** Opening Quoted passage block **

A sharp snow-covered peak located 10 nmi east-southeast of the Eternity Range and 4 nmi northwest of Mount Duemler.
Mapped by the United States Geological Survey (USGS) in 1974.
Named by the United States Advisory Committee on Antarctic Names (US-ACAN) for Timothy Brand, USARP biologist at Palmer Station in 1974.

===Mount Duemler===
.
Mountain, 2,225 m high, rising southwest of the head of Anthony Glacier and 11 nmi west of Mount Bailey, inland from the east coast of Palmer Land.
This feature was first chartered by the BGLE under Rymill in 1936-37.
It was photographed from the air by the USAS in 1940, and the RARE under Finn Ronne in 1947, and recharted in 1947 by a joint sledge party consisting of members of the RARE and FIDS.
Named by Ronne for R.F. Duemler, vice president of the Delaware, Lackawanna and Western Coal Co., New York, which contributed coal to the expedition.

===Mount Sullivan===
.
A mountain, 2,070 m high, standing 12 nmi east of the north part of the Eternity Range.
This feature lies in the area explored from the air by Sir Hubert Wilkins in 1928 and Lincoln Ellsworth in 1935, but it was first charted by the BGLE in 1936-37.
It was photographed from the air in 1940 by the USAS and in 1947 by the RARE under Ronne.
Named by Ronne for Colonel H.R. Sullivan of the Office of Research and Development of the then USAAF, which furnished equipment for the expedition.

===Wakefield Highland ===
.

** Closing Quoted passage block **
** Opening Records provided block **

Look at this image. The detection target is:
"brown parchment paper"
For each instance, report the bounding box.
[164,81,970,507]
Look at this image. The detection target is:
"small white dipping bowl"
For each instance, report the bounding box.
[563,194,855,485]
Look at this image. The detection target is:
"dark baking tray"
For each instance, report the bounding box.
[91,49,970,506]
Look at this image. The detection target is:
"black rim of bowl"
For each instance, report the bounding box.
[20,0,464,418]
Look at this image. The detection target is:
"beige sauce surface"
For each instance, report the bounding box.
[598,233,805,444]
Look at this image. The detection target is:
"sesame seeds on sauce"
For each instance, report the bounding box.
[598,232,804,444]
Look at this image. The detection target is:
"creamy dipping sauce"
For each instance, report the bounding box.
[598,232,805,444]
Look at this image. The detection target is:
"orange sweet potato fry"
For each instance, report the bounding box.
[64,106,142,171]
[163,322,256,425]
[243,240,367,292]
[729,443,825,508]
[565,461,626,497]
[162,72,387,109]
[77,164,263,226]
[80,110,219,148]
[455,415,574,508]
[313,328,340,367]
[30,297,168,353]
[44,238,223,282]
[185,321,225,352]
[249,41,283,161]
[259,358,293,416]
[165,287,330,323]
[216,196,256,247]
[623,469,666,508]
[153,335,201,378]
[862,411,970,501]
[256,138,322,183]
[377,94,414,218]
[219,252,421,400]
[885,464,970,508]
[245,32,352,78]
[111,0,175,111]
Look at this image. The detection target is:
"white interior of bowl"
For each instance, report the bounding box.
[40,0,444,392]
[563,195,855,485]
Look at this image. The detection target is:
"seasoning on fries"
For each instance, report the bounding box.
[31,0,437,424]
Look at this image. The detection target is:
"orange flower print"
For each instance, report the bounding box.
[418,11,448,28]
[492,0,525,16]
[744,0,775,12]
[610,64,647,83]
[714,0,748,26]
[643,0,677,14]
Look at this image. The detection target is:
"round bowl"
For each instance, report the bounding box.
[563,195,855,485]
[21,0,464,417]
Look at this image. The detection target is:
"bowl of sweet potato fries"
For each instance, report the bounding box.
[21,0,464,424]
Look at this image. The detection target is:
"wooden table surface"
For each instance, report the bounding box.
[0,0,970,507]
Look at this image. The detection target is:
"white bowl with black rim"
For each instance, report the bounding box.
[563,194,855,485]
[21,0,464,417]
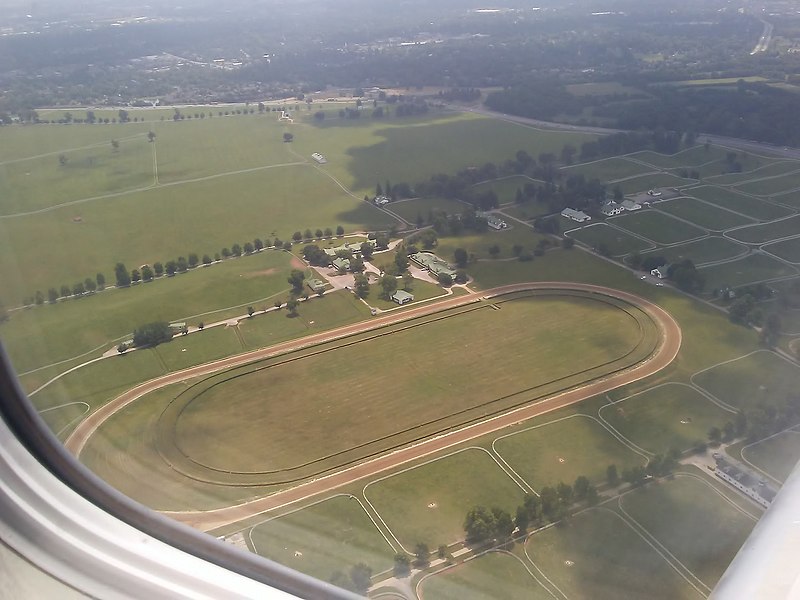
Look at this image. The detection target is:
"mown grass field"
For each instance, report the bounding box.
[0,111,591,306]
[420,552,552,600]
[525,509,701,600]
[621,475,755,589]
[701,254,797,291]
[709,160,800,185]
[763,237,800,264]
[693,351,800,410]
[568,223,654,256]
[686,185,792,221]
[561,158,655,182]
[2,250,292,373]
[656,198,753,231]
[386,198,472,224]
[736,172,800,196]
[173,296,649,471]
[364,448,524,552]
[248,495,394,581]
[614,173,695,194]
[741,430,800,483]
[492,415,646,490]
[600,383,734,455]
[644,236,747,265]
[472,175,544,204]
[611,210,706,244]
[727,215,800,244]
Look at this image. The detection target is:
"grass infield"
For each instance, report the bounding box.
[249,495,394,581]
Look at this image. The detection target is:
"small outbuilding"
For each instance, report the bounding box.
[391,290,414,305]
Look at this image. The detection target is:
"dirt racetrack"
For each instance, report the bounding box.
[65,282,681,531]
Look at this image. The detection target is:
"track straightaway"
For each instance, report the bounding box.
[65,282,681,531]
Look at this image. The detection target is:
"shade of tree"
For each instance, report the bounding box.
[414,542,431,568]
[392,552,411,577]
[133,321,172,348]
[114,263,131,287]
[353,273,369,298]
[381,275,397,300]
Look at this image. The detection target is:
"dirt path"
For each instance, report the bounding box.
[65,282,681,531]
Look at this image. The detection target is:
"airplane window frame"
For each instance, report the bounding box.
[0,342,359,600]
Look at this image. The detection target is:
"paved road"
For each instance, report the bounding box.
[65,282,681,531]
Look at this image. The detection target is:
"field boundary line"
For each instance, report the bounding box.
[598,504,711,598]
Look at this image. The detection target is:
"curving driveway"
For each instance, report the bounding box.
[65,282,681,531]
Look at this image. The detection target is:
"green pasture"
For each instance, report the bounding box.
[492,415,646,490]
[687,185,792,221]
[621,474,755,589]
[741,430,800,483]
[0,137,155,215]
[0,250,291,373]
[763,232,800,264]
[502,202,550,225]
[561,157,654,182]
[385,198,472,224]
[292,113,596,195]
[433,221,553,262]
[420,552,552,600]
[238,290,369,350]
[727,215,800,244]
[80,382,270,510]
[0,123,150,166]
[471,175,544,204]
[656,197,753,231]
[172,295,654,472]
[692,350,800,410]
[599,383,734,455]
[364,448,525,552]
[469,249,758,377]
[627,146,726,169]
[612,210,706,244]
[614,173,695,194]
[525,509,701,600]
[248,495,394,581]
[709,160,800,185]
[0,166,392,306]
[701,254,797,291]
[568,223,654,256]
[736,170,800,196]
[567,81,646,96]
[366,279,445,310]
[644,236,747,265]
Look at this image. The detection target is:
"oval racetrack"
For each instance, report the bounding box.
[65,282,681,531]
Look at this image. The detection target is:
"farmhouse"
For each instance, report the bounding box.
[650,263,672,279]
[331,258,350,271]
[600,202,625,217]
[561,208,592,223]
[714,459,775,508]
[620,200,642,211]
[306,279,325,293]
[391,290,414,306]
[486,215,508,230]
[408,252,456,277]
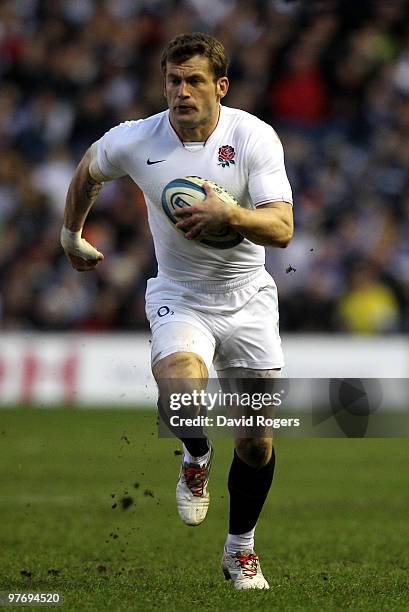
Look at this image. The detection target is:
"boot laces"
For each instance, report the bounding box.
[183,464,207,497]
[236,553,258,578]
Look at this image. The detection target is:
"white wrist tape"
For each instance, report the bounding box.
[60,226,103,261]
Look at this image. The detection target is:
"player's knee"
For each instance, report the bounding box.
[152,352,208,381]
[236,438,273,468]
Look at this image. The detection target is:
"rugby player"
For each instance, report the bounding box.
[61,33,293,589]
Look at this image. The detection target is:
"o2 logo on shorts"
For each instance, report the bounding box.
[157,306,175,318]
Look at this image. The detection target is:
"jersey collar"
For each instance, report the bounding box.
[167,104,224,153]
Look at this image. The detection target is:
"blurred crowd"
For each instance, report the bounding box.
[0,0,409,334]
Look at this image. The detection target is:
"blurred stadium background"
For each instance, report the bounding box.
[0,0,409,406]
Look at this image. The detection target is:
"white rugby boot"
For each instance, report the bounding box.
[176,445,213,527]
[222,549,270,590]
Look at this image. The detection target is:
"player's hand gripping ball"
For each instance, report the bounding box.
[162,176,243,249]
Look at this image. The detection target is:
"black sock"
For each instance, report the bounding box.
[228,448,275,535]
[158,398,209,457]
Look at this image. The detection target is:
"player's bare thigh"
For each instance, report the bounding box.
[217,368,281,469]
[152,351,209,383]
[152,351,209,420]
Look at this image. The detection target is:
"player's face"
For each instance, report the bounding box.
[165,55,229,139]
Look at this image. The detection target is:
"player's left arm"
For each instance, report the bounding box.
[174,190,294,248]
[222,202,294,248]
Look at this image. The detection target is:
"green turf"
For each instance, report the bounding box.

** Closing Records provided block **

*Brief 1*: Decide whether each statement agrees with the passage on Antarctic peaks, answering yes or no and quoting the words of the passage that settle it: (a) Mount Duemler is 2,225 m high. (b) Lincoln Ellsworth first charted Mount Sullivan in 1935. (c) R.F. Duemler's company gave coal to the expedition.
*Brief 2*: Carry on the passage on Antarctic peaks from the point where it stops.
The items have nothing to do with the passage on Antarctic peaks.

*Exercise result 1*:
(a) Yes: "Mountain, 2,225 m high"
(b) No: "but it was first charted by the BGLE in 1936-37"
(c) Yes: "which contributed coal to the expedition"

*Exercise result 2*:
A snow-covered highland in central Antarctic Peninsula, bounded to the north by Hermes Glacier and the heads of Weyerhaeuser Glacier and Aphrodite Glacier, to the west by the heads of Airy Glacier, Rotz Glacier and Seller Glacier, to the south by Fleming Glacier and to the east by the heads of Lurabee Glacier, Sunfix Glacier and Grimley Glacier.
Photographed from the air by RARE on December 22, 1947. Surveyed by FIDS in November 1960.
Named after Viscount Wakefield of Hythe, a contributor to BGLE, 1934-37.
This toponym, concurred in by the UK Antarctic Place-Names Committee (UK-APC) and the US-ACAN, restores the name Wakefield in the vicinity of the BGLE's displaced "Mount Wakefield" (now Mount Hope).

===Davies Top===
.
A conspicuous isolated peak 2,360 m high on the east side of Wakefield Highland, near the head of Lurabee Glacier.
Photographed from the air by RARE on December 22, 1947.
Surveyed by FIDS in November 1960.
Named by UK-APC after Anthony G. Davies of FIDS, Medical Officer at Horseshoe Island and Stonington Island, 1960.